This exercise asks for the whole listing to be restated exactly.
**********
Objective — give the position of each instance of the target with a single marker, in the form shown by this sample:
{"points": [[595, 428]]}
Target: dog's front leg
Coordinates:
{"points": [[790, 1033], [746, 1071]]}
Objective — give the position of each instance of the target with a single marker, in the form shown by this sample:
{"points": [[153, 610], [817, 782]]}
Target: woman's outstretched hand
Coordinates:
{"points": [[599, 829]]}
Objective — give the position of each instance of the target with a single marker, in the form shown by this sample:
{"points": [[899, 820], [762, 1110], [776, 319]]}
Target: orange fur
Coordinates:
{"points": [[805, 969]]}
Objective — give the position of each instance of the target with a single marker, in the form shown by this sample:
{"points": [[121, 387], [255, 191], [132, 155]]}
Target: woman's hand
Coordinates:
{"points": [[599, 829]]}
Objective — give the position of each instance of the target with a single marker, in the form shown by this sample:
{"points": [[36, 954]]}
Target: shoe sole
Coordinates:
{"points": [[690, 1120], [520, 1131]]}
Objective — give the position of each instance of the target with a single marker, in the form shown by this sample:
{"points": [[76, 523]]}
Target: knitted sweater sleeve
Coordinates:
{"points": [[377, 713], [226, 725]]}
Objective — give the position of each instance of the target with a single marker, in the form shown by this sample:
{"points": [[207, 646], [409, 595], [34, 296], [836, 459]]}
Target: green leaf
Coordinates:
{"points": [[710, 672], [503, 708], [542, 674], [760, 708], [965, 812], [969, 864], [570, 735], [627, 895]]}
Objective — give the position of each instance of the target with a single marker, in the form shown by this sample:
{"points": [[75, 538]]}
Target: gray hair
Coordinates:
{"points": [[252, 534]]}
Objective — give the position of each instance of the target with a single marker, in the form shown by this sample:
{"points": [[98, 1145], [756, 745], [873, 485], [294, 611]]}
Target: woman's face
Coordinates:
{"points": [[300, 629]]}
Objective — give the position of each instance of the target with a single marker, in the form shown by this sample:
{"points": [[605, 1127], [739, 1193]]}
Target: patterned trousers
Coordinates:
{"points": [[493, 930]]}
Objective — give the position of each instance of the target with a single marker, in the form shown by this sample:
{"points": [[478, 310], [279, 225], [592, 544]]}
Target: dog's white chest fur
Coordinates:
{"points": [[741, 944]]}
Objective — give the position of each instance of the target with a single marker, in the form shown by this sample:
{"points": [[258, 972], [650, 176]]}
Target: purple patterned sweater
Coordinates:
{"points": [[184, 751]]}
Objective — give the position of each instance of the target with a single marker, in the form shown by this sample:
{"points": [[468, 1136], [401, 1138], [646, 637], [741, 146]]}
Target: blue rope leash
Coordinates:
**********
▶ **Task response**
Objective — give the position of each instance of the target with a single marker, in the form shown by this sample:
{"points": [[595, 428]]}
Target: dog's front leg
Coordinates:
{"points": [[790, 1033], [746, 1071]]}
Objective — give the position of each instance of the target with a single marker, in the form shown by this sample:
{"points": [[153, 610], [817, 782]]}
Target: woman's outstretched hand
Coordinates:
{"points": [[599, 829]]}
Objective — give the position of each instance of the target with a single marker, in the form shown by this sample:
{"points": [[899, 820], [762, 1110], [776, 319]]}
Target: orange fur
Coordinates:
{"points": [[805, 969]]}
Objective — give the position of each instance of the target with a single marker, in the form shown by this sample:
{"points": [[121, 387], [255, 191], [132, 155]]}
Target: woman's hand
Coordinates:
{"points": [[599, 829]]}
Objective — give the position of each instance of the target with a single marker, in the form shown by this sample:
{"points": [[36, 954]]}
Target: shoe sole
Coordinates:
{"points": [[690, 1120], [520, 1131]]}
Objective — give the position of each instance of the target with a single marker, in the form shown by this sample:
{"points": [[76, 523]]}
Target: knitted sweater sleeve
Coordinates:
{"points": [[377, 713], [226, 725]]}
Objective — give the position of each instance of the target with a single marker, in the form shown by this sample:
{"points": [[207, 646], [409, 595], [34, 296], [836, 459]]}
Target: green leaf
Coordinates:
{"points": [[710, 672], [503, 708], [542, 674], [760, 708], [965, 812], [969, 864], [570, 735], [627, 895]]}
Objective — give the position of each instance of the target with a single marker, in the form shown by this sample:
{"points": [[75, 538]]}
Target: gray hair
Coordinates:
{"points": [[252, 534]]}
Objective — give the position of each instance of the target with a single marker, in the form shown by this sample:
{"points": [[98, 1145], [756, 745], [873, 485], [294, 611]]}
Target: woman's face
Coordinates:
{"points": [[300, 629]]}
Objective — give the position of each instance of the target with a single marker, in the form shown by this sample:
{"points": [[605, 1127], [739, 1193]]}
Target: patterned trousers
Coordinates:
{"points": [[493, 930]]}
Objective — give the position of each instance of the target with a single marker, in the form shown by this sample:
{"points": [[478, 310], [279, 225], [592, 544]]}
Target: dog's white chest fur
Coordinates:
{"points": [[741, 944]]}
Objective — give the position of each instance of the target with a single marker, in the form shown by this sample:
{"points": [[258, 972], [650, 176]]}
Target: purple patterned sweater
Coordinates:
{"points": [[184, 751]]}
Objective — give the position of each instance of the target with a single marker, in the form shown by this sample:
{"points": [[468, 1136], [401, 1138], [646, 637], [741, 146]]}
Target: blue rope leash
Coordinates:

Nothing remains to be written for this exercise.